Goal of the exercise:
Report how many of the lines below contain the string "brown", treating uppercase and lowercase letters as distinct. Give only the number.

─── Material supplied ───

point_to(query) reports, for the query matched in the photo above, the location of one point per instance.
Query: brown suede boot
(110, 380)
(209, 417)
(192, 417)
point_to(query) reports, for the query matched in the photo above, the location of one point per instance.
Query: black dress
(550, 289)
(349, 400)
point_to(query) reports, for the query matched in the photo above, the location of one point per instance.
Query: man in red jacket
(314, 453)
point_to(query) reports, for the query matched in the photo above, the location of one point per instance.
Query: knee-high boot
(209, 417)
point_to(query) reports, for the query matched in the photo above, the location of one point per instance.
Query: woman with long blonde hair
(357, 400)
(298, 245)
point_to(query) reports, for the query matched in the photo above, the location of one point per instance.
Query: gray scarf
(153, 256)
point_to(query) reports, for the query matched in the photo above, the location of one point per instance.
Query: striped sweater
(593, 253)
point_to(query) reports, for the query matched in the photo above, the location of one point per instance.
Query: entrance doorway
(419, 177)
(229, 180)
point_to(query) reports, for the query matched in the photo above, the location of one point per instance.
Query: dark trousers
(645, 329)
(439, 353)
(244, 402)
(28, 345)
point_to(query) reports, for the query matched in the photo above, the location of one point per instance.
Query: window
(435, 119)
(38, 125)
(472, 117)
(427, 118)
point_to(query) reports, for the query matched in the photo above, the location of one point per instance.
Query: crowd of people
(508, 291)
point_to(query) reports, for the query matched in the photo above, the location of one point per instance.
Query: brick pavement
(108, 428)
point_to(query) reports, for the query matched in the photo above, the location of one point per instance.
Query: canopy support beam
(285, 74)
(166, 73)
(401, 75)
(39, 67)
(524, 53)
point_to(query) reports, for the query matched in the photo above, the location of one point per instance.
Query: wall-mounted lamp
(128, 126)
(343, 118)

───
─── Material supplied ───

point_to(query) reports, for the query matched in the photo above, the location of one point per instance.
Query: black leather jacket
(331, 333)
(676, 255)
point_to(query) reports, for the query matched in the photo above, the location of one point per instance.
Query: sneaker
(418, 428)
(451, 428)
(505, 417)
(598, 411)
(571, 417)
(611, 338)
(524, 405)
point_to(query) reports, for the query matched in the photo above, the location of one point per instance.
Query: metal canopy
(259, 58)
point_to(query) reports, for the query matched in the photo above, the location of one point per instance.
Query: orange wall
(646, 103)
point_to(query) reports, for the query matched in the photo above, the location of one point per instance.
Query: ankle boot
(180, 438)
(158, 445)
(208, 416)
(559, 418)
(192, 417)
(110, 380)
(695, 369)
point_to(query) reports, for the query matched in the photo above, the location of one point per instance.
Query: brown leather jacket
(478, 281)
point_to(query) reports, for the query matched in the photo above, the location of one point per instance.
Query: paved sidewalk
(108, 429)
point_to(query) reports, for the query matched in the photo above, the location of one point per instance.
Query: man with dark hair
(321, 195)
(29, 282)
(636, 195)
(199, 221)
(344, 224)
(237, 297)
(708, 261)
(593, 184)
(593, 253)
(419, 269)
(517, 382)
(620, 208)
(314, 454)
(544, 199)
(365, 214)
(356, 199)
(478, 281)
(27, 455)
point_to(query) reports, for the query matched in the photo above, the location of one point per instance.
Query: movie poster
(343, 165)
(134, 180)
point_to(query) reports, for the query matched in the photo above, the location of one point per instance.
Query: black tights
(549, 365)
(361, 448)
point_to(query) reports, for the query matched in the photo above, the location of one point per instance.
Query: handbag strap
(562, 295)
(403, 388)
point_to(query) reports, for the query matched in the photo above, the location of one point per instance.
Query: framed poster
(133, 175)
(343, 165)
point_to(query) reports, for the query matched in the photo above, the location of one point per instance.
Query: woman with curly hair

───

Task output:
2